**TEXT SECTION**
I've determined that people really don't care about the connection between physical activity and disease prevention. I suppose that's because when this is first learned, youth are too young to think abstractly enough to fully understand the relationship and potential consequences. Thus, they continue on a path of physical inactivity and consuming unhealthy food. In turn, they go through life thinking the way they feel is normal - even though their normal equates with not feeling well, at all.
I propose that it's time we shift the conversation.
How about a little less talk about cardiovascular disease, type 2 diabetes, metabolic syndromes, cancers, etc. and a little bit more talk about...
If you are someone who moves your body, share in the comments below how you feel after doing so. Productive or unproductive? Useful or useless? Bitter or grateful? Along this line, how do you feel when you eat a plate full of unhealthy food? Energetic or sluggish? For many people they never feel great and they never get to experience the sense of empowerment that comes from living a healthy life.
In a world that wants quick fixes, the message to move is too focused on long-term disease prevention that youth can't relate to. It's not focused enough on helping them to find the type of activity they love doing and thus, the potential and empowerment from improving and attaining goals in that movement.

**SOURCE INFORMATION**

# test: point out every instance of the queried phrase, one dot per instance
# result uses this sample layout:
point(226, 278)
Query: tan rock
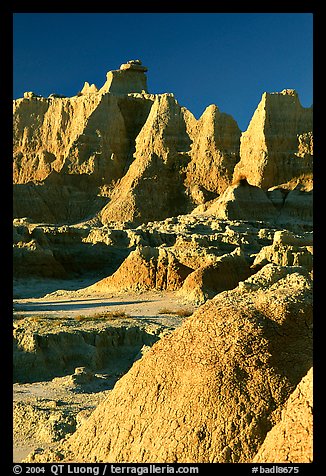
point(214, 153)
point(242, 201)
point(286, 250)
point(207, 392)
point(130, 78)
point(291, 439)
point(222, 274)
point(153, 188)
point(277, 146)
point(145, 268)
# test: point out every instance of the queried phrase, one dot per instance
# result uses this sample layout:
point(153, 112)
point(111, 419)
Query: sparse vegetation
point(106, 315)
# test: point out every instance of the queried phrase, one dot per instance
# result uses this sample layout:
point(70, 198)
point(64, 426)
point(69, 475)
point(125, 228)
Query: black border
point(6, 89)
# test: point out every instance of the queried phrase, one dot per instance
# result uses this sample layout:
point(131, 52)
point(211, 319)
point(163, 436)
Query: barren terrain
point(162, 278)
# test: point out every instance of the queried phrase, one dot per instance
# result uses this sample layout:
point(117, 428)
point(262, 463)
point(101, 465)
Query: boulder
point(144, 269)
point(243, 201)
point(291, 439)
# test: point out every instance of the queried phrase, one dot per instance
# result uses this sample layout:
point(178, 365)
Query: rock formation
point(291, 439)
point(131, 191)
point(144, 269)
point(130, 78)
point(208, 392)
point(128, 156)
point(153, 186)
point(242, 201)
point(286, 250)
point(278, 144)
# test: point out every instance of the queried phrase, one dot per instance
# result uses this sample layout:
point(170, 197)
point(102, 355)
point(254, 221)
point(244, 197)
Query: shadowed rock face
point(147, 156)
point(208, 391)
point(278, 144)
point(291, 439)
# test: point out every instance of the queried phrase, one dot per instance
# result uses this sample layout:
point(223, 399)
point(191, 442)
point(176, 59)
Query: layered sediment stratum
point(129, 189)
point(125, 155)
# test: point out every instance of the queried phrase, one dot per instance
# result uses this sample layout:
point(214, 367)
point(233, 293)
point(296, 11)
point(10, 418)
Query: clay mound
point(145, 268)
point(291, 440)
point(222, 274)
point(242, 201)
point(208, 391)
point(286, 250)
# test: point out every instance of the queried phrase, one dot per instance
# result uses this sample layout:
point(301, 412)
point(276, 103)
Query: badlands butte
point(162, 278)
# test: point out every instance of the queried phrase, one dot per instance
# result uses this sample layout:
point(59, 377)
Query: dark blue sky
point(227, 59)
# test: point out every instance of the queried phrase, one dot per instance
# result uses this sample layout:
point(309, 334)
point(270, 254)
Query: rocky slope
point(128, 156)
point(291, 439)
point(127, 193)
point(278, 144)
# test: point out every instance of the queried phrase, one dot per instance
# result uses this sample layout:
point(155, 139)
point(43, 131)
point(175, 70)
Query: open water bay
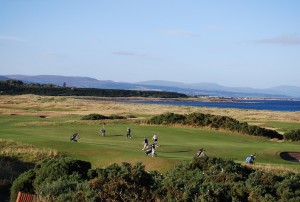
point(273, 105)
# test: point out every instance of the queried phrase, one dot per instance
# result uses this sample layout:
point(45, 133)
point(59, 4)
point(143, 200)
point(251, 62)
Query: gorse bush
point(101, 117)
point(293, 135)
point(201, 179)
point(214, 121)
point(15, 87)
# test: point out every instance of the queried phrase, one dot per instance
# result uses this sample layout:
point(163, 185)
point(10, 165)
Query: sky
point(233, 43)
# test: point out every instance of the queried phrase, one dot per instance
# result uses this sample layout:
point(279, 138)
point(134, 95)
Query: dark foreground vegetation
point(15, 87)
point(293, 135)
point(216, 122)
point(201, 179)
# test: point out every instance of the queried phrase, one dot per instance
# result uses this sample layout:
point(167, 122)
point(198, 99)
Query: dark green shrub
point(213, 121)
point(125, 183)
point(23, 183)
point(94, 117)
point(53, 169)
point(113, 116)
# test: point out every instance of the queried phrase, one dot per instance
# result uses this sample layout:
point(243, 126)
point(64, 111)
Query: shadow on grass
point(180, 151)
point(290, 156)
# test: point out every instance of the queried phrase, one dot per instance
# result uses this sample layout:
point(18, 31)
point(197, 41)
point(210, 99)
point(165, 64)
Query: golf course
point(49, 121)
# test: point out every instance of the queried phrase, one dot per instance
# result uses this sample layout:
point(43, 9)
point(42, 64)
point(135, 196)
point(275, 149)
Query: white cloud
point(282, 40)
point(126, 53)
point(180, 33)
point(12, 38)
point(52, 55)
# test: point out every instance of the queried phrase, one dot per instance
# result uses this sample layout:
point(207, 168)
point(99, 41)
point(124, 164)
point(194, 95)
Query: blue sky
point(233, 43)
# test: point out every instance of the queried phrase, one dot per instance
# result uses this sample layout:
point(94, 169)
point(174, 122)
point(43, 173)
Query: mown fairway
point(177, 143)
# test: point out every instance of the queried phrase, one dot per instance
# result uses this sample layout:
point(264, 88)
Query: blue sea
point(273, 105)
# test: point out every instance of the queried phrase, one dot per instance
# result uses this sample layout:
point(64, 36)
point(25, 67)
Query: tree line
point(16, 87)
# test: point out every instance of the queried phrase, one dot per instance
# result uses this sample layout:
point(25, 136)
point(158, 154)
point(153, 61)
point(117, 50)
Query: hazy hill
point(211, 89)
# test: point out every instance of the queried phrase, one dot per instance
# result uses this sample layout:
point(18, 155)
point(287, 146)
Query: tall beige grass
point(24, 151)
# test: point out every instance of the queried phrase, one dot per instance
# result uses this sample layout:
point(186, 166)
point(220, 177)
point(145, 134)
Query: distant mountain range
point(208, 89)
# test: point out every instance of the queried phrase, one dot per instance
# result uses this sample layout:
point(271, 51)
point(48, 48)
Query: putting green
point(177, 143)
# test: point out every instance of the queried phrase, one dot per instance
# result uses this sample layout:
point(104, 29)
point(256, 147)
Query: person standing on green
point(128, 133)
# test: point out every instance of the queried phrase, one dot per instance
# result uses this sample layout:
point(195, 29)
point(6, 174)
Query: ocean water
point(273, 105)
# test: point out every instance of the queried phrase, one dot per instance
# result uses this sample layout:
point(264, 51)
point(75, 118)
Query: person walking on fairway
point(145, 144)
point(74, 137)
point(155, 138)
point(128, 135)
point(200, 153)
point(103, 131)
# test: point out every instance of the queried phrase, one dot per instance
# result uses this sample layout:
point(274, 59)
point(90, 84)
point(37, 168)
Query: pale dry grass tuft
point(57, 106)
point(25, 151)
point(274, 169)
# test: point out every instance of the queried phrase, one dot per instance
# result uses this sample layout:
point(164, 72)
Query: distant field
point(20, 121)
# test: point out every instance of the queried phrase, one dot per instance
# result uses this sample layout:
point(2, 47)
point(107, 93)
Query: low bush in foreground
point(201, 179)
point(293, 135)
point(101, 117)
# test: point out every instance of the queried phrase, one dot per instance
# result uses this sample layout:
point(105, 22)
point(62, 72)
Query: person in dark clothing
point(200, 153)
point(145, 143)
point(74, 137)
point(128, 135)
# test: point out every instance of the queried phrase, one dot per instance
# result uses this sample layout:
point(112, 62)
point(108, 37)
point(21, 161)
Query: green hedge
point(201, 179)
point(214, 121)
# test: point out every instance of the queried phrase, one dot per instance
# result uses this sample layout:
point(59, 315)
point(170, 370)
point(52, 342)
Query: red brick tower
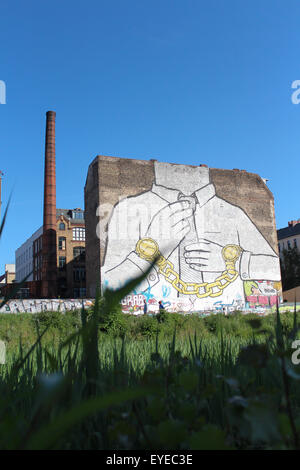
point(49, 263)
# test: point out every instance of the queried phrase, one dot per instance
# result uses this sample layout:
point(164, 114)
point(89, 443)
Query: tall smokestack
point(49, 263)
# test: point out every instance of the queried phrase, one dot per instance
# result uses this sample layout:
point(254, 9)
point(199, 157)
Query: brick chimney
point(49, 264)
point(292, 223)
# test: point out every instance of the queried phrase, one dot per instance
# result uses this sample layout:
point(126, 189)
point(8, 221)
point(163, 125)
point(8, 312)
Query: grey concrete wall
point(231, 208)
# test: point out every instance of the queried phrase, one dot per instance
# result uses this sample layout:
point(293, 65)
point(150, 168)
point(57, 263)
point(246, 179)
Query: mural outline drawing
point(206, 248)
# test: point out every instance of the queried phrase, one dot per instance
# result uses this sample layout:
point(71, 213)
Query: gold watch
point(231, 253)
point(147, 249)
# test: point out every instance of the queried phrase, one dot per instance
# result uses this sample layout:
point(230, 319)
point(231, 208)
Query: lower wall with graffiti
point(44, 305)
point(260, 297)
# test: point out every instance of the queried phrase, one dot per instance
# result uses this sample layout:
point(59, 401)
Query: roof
point(287, 232)
point(67, 213)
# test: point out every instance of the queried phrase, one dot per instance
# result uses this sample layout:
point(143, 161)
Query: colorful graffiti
point(203, 249)
point(44, 305)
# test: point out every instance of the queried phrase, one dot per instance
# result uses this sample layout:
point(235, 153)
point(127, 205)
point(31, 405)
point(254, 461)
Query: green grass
point(100, 380)
point(217, 383)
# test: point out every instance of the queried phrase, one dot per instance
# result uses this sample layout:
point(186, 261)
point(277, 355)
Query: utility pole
point(1, 174)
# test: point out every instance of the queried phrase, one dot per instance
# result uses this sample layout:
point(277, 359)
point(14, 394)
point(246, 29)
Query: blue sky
point(183, 81)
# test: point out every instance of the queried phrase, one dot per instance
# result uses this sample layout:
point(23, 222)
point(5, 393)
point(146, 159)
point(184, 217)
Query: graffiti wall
point(206, 252)
point(44, 305)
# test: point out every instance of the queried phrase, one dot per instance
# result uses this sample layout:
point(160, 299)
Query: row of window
point(289, 245)
point(78, 232)
point(24, 257)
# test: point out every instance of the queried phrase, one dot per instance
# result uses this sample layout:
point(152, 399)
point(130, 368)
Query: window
point(79, 252)
point(79, 292)
point(61, 243)
point(77, 215)
point(79, 234)
point(62, 262)
point(79, 274)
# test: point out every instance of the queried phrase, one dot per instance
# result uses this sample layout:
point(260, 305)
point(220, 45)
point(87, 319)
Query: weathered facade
point(211, 231)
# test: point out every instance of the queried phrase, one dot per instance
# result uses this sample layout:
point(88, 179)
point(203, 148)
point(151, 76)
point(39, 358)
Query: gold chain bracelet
point(148, 249)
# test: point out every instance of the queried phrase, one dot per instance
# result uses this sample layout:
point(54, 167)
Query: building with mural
point(209, 232)
point(289, 237)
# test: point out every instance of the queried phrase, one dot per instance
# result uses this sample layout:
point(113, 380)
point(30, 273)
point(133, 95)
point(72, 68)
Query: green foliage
point(290, 268)
point(99, 379)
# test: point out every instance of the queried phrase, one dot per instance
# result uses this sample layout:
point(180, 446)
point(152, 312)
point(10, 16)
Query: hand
point(170, 225)
point(205, 256)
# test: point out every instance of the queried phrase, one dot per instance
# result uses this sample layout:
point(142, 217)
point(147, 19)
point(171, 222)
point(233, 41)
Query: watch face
point(231, 252)
point(147, 248)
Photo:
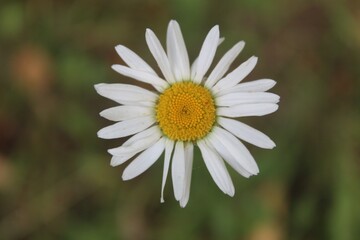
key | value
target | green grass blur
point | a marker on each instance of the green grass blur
(55, 177)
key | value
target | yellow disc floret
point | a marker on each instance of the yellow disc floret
(186, 111)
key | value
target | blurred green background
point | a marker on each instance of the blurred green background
(55, 177)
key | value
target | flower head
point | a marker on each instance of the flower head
(187, 108)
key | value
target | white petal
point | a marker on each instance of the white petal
(137, 145)
(134, 145)
(232, 99)
(216, 168)
(261, 85)
(120, 113)
(189, 156)
(152, 131)
(126, 93)
(245, 110)
(236, 76)
(133, 60)
(117, 160)
(223, 66)
(159, 54)
(224, 152)
(246, 133)
(178, 170)
(141, 76)
(207, 54)
(169, 146)
(177, 53)
(126, 128)
(193, 66)
(237, 149)
(145, 160)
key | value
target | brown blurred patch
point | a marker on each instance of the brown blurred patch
(32, 69)
(266, 231)
(6, 173)
(274, 198)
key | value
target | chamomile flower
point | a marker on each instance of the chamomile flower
(187, 107)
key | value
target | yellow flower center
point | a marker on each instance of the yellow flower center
(185, 111)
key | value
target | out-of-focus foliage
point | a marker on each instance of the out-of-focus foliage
(55, 178)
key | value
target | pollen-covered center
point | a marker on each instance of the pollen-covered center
(185, 111)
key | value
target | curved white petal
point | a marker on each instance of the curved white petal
(141, 76)
(232, 99)
(223, 66)
(120, 113)
(169, 146)
(245, 110)
(125, 93)
(216, 168)
(137, 145)
(126, 127)
(178, 170)
(236, 76)
(133, 60)
(206, 54)
(189, 156)
(159, 54)
(246, 133)
(194, 67)
(237, 149)
(177, 53)
(145, 160)
(260, 85)
(214, 142)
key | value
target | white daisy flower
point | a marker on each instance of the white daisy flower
(187, 108)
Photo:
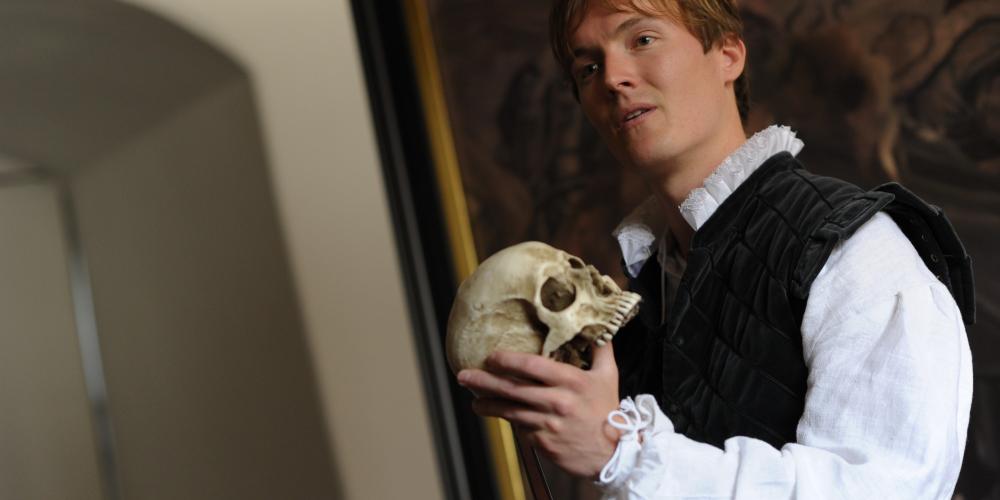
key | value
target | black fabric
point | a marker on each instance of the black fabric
(728, 360)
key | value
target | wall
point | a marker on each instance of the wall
(305, 71)
(210, 383)
(47, 448)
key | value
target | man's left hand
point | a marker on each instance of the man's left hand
(562, 409)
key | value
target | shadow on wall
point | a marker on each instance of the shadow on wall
(150, 338)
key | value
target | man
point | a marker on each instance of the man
(799, 337)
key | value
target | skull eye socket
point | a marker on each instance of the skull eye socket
(557, 295)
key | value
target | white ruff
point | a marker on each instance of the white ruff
(640, 231)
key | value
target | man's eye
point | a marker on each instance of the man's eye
(588, 70)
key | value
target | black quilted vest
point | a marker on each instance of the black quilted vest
(728, 360)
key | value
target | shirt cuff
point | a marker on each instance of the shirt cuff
(632, 466)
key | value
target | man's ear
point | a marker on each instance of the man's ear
(733, 54)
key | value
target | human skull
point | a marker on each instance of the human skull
(533, 298)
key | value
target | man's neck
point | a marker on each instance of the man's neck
(687, 172)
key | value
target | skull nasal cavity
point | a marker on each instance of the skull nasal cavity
(557, 295)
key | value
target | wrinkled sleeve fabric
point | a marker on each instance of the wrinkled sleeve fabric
(887, 406)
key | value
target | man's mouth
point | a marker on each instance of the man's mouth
(634, 115)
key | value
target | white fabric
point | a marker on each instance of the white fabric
(637, 233)
(887, 405)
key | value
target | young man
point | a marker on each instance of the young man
(799, 337)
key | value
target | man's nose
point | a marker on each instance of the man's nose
(618, 74)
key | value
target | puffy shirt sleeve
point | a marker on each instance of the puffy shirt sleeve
(887, 405)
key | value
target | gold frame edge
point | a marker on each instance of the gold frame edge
(499, 434)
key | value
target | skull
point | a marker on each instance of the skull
(533, 298)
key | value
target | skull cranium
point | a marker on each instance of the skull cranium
(533, 298)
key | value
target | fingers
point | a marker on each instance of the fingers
(533, 367)
(489, 385)
(604, 358)
(518, 414)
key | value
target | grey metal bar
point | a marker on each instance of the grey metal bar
(90, 345)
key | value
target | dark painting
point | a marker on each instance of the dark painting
(878, 90)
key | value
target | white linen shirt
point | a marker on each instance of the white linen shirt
(889, 386)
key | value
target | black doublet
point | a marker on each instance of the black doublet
(728, 360)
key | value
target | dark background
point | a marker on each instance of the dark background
(877, 90)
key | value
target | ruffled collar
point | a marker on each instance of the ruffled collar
(643, 230)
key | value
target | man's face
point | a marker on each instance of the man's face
(648, 86)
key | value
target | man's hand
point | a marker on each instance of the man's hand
(562, 409)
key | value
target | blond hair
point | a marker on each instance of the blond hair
(708, 20)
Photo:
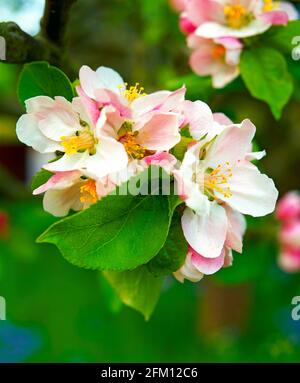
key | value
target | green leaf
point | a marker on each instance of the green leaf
(250, 265)
(179, 150)
(198, 88)
(283, 37)
(114, 233)
(40, 178)
(42, 79)
(264, 71)
(138, 289)
(171, 257)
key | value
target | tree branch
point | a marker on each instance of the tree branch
(21, 47)
(54, 21)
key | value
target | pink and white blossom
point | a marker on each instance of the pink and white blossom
(288, 214)
(219, 184)
(218, 58)
(237, 18)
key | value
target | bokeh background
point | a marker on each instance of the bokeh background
(59, 313)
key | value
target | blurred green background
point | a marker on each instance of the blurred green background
(59, 313)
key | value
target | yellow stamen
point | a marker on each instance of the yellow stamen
(88, 192)
(269, 5)
(237, 15)
(133, 92)
(133, 149)
(218, 52)
(216, 181)
(81, 141)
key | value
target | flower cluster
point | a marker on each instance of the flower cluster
(216, 30)
(111, 132)
(288, 213)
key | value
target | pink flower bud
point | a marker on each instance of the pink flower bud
(289, 259)
(290, 234)
(186, 26)
(288, 207)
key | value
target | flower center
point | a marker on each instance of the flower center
(88, 192)
(80, 142)
(133, 149)
(216, 180)
(133, 92)
(237, 15)
(218, 52)
(269, 5)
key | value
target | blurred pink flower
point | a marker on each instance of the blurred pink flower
(178, 5)
(288, 207)
(237, 18)
(216, 28)
(288, 213)
(4, 225)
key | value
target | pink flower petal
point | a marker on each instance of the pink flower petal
(207, 266)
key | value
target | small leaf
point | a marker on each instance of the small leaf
(283, 38)
(179, 150)
(264, 71)
(171, 257)
(42, 79)
(114, 233)
(138, 289)
(40, 178)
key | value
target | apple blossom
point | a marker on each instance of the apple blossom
(218, 57)
(288, 207)
(72, 190)
(143, 124)
(237, 18)
(218, 184)
(52, 125)
(288, 213)
(196, 265)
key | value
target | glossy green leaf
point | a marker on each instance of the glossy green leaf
(264, 71)
(138, 289)
(42, 79)
(171, 257)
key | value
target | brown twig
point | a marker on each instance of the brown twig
(21, 47)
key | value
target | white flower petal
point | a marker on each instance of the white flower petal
(29, 133)
(253, 193)
(68, 162)
(231, 145)
(206, 233)
(110, 157)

**EXERCISE REQUIREMENTS**
(a) Answer these questions about the piece on physical activity and disease prevention, one line per answer, marked the same way.
(i) According to the piece, why do young people not fully understand the relationship between physical activity and disease prevention when they first learn about it?
(ii) Which diseases does the piece suggest talking a little less about?
(iii) What does the piece say the message to move is too focused on?
(b) In the piece on physical activity and disease prevention, alter the passage from "If you are someone" to "in that movement." so that "sluggish" becomes "drained".
(c) Carry the piece on physical activity and disease prevention forward from its final sentence.

**TASK-BY-TASK RESULTS**
(a)
(i) They are too young to think abstractly enough to fully understand the relationship and its potential consequences.
(ii) Cardiovascular disease, type 2 diabetes, metabolic syndromes, and cancers.
(iii) It is too focused on long-term disease prevention that youth can't relate to.

(b)
If you are someone who moves your body, share in the comments below how you feel after doing so. Productive or unproductive? Useful or useless? Bitter or grateful? Along this line, how do you feel when you eat a plate full of unhealthy food? Energetic or drained? For many people they never feel great and they never get to experience the sense of empowerment that comes from living a healthy life.
In a world that wants quick fixes, the message to move is too focused on long-term disease prevention that youth can't relate to. It's not focused enough on helping them to find the type of activity they love doing and thus, the potential and empowerment from improving and attaining goals in that movement.

(c)
It makes me sad that so many people don't see the word possible in impossible because they currently functioning at levels below their potential.
Think about the untapped potential in your family. Your school. Your town. Your country. The world. It's crazy cool to think about where we could be as a human race if we unlocked the potential dormant in youth and adults alike.
So, I ask, how can we collectively move forward to untap this potential?
It's not enough to play random games in PE, it's not enough to have recess, and it's certainly not enough to regurgitate the five components of physical fitness.
What is enough? When our society feels competent and confident in movement, understands how movement helps them cope effectively and to feel good physically and emotionally, and chooses to find ways to move often so that they can live life to its fullest potential. Only then will it be enough.
The current message isn't working. Scaring people for a disease when they don't feel that great to begin with clearly isn't working. It's never worked, and we shouldn't assume that it will magically begin working either.
It's time to get serious about what learning outcomes we deem as most important so that we can help to develop more active citizens, and in turn, more empowered and positive citizens who are less anxious, stressed, and depressed.
So, what ought we consider?
- Ask youth to journal a multi-day commitment to physical activity at moderate or vigorous intensities and healthy eating. Have them reflect on how they feel mentally, emotionally, and about themselves in general.
- If you are a teacher, question learning outcomes formed at the district levels when on curriculum committees. Specifically, is this outcome something that students should know and understand or is what you were taught and so you assume it should be included?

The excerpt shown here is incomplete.